BRIEF
Starting with the line that contains "point(330, 162)", copy every line through the end of the data below, exactly and with nothing added.

Recorded data
Segment Open

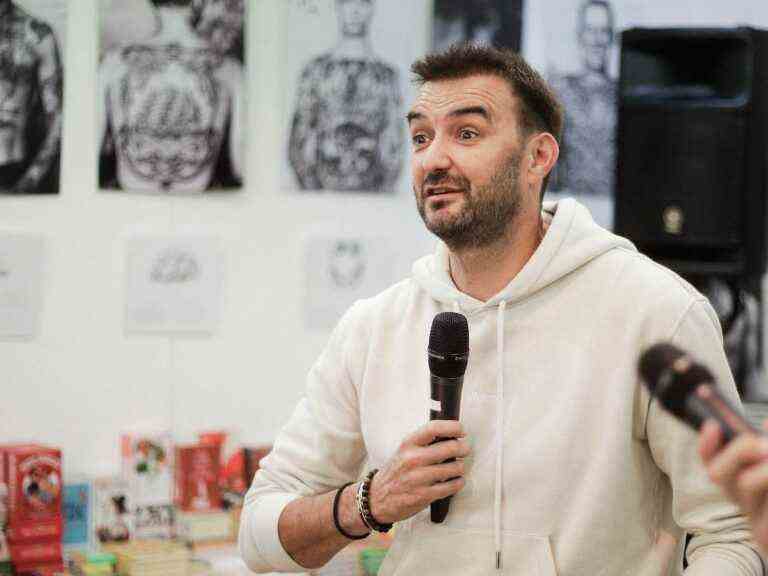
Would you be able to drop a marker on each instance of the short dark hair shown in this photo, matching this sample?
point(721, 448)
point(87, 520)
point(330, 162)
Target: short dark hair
point(540, 110)
point(163, 3)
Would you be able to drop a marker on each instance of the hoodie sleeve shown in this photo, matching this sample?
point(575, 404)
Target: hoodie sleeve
point(320, 448)
point(721, 540)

Segment Closed

RESULT BELOW
point(330, 162)
Target: short dark hair
point(540, 110)
point(163, 3)
Would you be able to drop a marker on each instance of the hoodie sleeve shown in this photo, matching this sample?
point(575, 404)
Target: hoodie sleeve
point(320, 448)
point(721, 540)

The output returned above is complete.